PROBLEM REQUIREMENTS: Omit the pictures and output every entry below exactly as written.

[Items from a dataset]
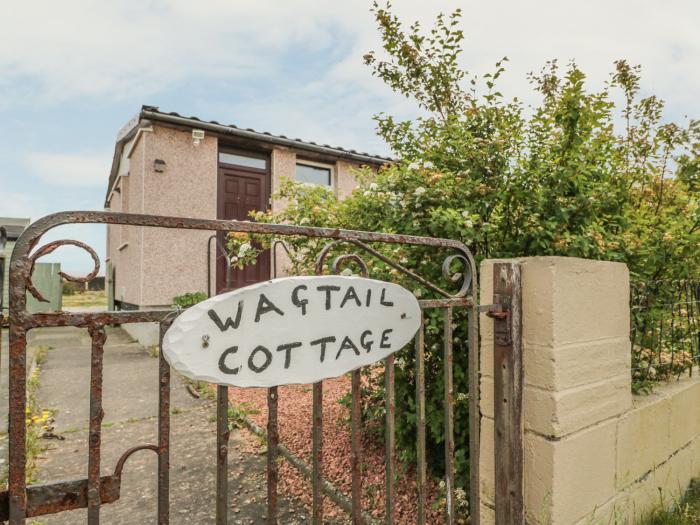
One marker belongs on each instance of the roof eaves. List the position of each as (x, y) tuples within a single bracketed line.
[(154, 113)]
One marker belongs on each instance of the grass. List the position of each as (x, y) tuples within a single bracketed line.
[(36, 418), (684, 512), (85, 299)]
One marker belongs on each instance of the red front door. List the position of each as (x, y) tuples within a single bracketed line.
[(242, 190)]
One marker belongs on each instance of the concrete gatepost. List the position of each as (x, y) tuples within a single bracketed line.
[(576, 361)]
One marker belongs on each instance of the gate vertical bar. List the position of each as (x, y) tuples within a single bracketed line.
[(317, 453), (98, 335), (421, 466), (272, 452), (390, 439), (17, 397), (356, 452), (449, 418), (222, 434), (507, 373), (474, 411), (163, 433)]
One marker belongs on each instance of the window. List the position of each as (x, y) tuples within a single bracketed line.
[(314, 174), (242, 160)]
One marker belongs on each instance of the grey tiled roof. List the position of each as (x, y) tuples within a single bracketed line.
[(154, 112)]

EXERCISE ANSWER:
One marker belongs on each instance of the roof eaves. List the position of each as (x, y) tuples within a single bracketed line.
[(154, 113)]
One marker belongs on each instance of the grass. List the position of each as (x, y) tuples within a single bracketed line.
[(36, 418), (684, 512), (85, 299)]
One marker belongs on each instance of the red front door. List the position of each as (x, y) tuples within a single bracketed line.
[(242, 190)]
One marker belongs on each instance of the concrete gatepost. List the position of each as (x, y) tuples within a single bracketed line.
[(576, 361)]
One marker belongs on each instance of the gate vertical bar. List the position of each as (x, y) tuples within a single bracketed line.
[(317, 453), (98, 335), (421, 466), (272, 452), (390, 439), (17, 397), (356, 452), (449, 418), (222, 434), (507, 373), (474, 411), (163, 433)]
One marker belongs on each instance of the window. List the position of each as (x, y) tuples within a single bracketed line.
[(314, 174), (242, 160)]
One marker belongs on each instance of the grey tiled roof. List the position of each as (x, y) tuples within a single bracketed line.
[(154, 112)]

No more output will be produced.